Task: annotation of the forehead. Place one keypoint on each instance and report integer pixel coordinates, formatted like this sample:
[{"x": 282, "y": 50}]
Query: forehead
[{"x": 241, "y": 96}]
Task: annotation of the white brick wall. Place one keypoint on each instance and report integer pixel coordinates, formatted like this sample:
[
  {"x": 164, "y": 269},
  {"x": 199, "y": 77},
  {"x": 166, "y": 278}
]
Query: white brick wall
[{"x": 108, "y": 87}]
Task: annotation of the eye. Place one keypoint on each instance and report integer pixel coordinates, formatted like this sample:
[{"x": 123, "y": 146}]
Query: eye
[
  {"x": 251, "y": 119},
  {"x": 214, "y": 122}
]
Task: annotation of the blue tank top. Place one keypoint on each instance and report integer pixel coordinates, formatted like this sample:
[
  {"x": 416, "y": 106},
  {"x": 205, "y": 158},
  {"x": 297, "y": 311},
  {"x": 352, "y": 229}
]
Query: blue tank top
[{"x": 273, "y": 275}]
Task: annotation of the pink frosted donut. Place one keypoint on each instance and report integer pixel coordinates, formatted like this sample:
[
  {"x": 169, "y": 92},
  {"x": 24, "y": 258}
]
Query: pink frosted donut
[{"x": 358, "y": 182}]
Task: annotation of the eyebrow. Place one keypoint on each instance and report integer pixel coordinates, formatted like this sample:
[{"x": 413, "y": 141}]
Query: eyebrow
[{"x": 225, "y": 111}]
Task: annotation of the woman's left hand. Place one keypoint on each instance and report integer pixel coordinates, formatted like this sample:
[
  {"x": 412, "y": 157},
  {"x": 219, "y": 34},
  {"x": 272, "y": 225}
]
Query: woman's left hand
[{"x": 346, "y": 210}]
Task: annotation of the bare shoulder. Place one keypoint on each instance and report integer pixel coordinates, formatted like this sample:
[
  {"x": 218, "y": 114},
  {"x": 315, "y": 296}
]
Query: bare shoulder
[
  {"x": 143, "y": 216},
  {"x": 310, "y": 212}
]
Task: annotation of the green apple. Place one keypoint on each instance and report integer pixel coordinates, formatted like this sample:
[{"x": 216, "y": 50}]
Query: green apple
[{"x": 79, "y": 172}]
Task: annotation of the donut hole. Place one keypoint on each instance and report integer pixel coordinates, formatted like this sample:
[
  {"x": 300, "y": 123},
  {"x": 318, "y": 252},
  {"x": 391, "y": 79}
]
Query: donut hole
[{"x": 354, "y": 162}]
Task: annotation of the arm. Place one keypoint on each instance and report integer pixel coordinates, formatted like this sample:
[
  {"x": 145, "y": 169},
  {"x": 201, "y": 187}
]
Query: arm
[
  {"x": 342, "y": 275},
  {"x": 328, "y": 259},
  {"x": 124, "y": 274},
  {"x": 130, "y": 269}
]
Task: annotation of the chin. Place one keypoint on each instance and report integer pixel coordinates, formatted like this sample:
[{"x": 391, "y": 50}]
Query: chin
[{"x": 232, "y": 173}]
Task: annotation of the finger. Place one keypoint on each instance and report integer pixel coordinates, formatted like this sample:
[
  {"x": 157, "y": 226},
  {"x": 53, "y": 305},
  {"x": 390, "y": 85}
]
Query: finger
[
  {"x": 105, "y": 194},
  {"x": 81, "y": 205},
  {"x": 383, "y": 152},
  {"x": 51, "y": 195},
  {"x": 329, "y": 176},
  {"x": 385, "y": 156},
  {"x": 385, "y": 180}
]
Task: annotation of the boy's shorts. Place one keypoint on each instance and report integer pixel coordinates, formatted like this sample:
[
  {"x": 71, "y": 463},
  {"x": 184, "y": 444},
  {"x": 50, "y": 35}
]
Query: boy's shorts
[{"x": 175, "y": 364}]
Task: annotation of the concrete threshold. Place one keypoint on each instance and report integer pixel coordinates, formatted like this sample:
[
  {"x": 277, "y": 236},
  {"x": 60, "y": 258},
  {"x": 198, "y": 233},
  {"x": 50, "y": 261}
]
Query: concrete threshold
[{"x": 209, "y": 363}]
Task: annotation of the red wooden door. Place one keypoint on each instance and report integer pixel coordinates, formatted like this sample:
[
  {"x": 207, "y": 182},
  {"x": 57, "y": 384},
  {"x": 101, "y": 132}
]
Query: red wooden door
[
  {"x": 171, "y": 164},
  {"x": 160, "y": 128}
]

___

Every line of the data above should be output exactly as written.

Task: annotation of the forehead. Place one keypoint on each instance and report integer pixel coordinates, formatted like this sample:
[{"x": 282, "y": 50}]
Query: forehead
[{"x": 241, "y": 96}]
Task: annotation of the white brick wall. Place one keypoint on each instance and report integer pixel coordinates, formatted like this sample:
[
  {"x": 164, "y": 269},
  {"x": 199, "y": 77},
  {"x": 166, "y": 278}
]
Query: white brick wall
[{"x": 108, "y": 87}]
Task: annotation of the eye. Place one keypoint on each instance and report integer pixel coordinates, formatted like this sample:
[{"x": 123, "y": 146}]
Query: eye
[
  {"x": 251, "y": 119},
  {"x": 214, "y": 122}
]
Task: annotation of the blue tank top. Place one keypoint on each instance and report integer pixel coordinates, formatted like this sample:
[
  {"x": 416, "y": 106},
  {"x": 205, "y": 158},
  {"x": 297, "y": 311},
  {"x": 352, "y": 229}
]
Query: blue tank top
[{"x": 273, "y": 275}]
Task: annotation of the pink frosted donut. Place one keypoint on each instance and report integer pixel coordinates, formatted like this sample:
[
  {"x": 169, "y": 92},
  {"x": 24, "y": 258}
]
Query: pink frosted donut
[{"x": 358, "y": 182}]
Task: annotation of the eyebrow. Place one keypoint on each instance and report integer pixel coordinates, formatted like this sample:
[{"x": 413, "y": 141}]
Query: eyebrow
[{"x": 225, "y": 111}]
Task: annotation of the woman's left hand. Place one keypoint on each instance and report integer pixel coordinates, formatted like this sample:
[
  {"x": 412, "y": 157},
  {"x": 219, "y": 34},
  {"x": 272, "y": 225}
]
Query: woman's left hand
[{"x": 346, "y": 210}]
Task: annotation of the bare shoulder. Place one keypoint on each instance and report integer pixel coordinates, formatted like this sample:
[
  {"x": 218, "y": 114},
  {"x": 315, "y": 296}
]
Query: bare shoulder
[
  {"x": 143, "y": 216},
  {"x": 310, "y": 212}
]
Task: annotation of the green apple. Place one keypoint on each instance and report integer pixel coordinates, formatted like this sample:
[{"x": 216, "y": 50}]
Query: green apple
[{"x": 79, "y": 172}]
Task: annotation of the donut hole. Place one keypoint on each instance and report integer pixel coordinates, formatted like this sample:
[
  {"x": 300, "y": 123},
  {"x": 318, "y": 252},
  {"x": 391, "y": 79}
]
Query: donut hole
[{"x": 354, "y": 162}]
Task: annotation of the arm. Place one keypoint on each instance and report integer pixel coordinates, formatted like this sample:
[
  {"x": 145, "y": 169},
  {"x": 201, "y": 187}
]
Query: arm
[
  {"x": 342, "y": 275},
  {"x": 328, "y": 259},
  {"x": 124, "y": 274},
  {"x": 130, "y": 269}
]
Task: annotation of the chin. Place one keypoint on each instance and report integer pixel coordinates, formatted like this sample:
[{"x": 391, "y": 50}]
Query: chin
[{"x": 232, "y": 173}]
Task: annotation of the finger. Place one keypoint on each instance and report integer pixel coordinates, formatted like this sample:
[
  {"x": 157, "y": 226},
  {"x": 53, "y": 305},
  {"x": 390, "y": 85}
]
Query: finger
[
  {"x": 105, "y": 194},
  {"x": 81, "y": 205},
  {"x": 383, "y": 152},
  {"x": 51, "y": 195},
  {"x": 329, "y": 176},
  {"x": 385, "y": 156},
  {"x": 385, "y": 180}
]
Task: annotation of the boy's shorts. Place one keypoint on each instance and report integer pixel coordinates, formatted like this sample:
[
  {"x": 71, "y": 463},
  {"x": 184, "y": 444},
  {"x": 50, "y": 35}
]
Query: boy's shorts
[{"x": 175, "y": 364}]
Task: annotation of the concrete threshold. Place one keypoint on each instance and report integer pixel coordinates, formatted like this sample:
[
  {"x": 277, "y": 236},
  {"x": 60, "y": 258},
  {"x": 198, "y": 233},
  {"x": 50, "y": 261}
]
Query: concrete threshold
[{"x": 209, "y": 363}]
Task: annotation of the red wooden door. Place one keypoint on each instance and report integer pixel coordinates, formatted like this sample:
[
  {"x": 207, "y": 182},
  {"x": 57, "y": 384},
  {"x": 101, "y": 132}
]
Query: red wooden door
[
  {"x": 171, "y": 164},
  {"x": 160, "y": 128}
]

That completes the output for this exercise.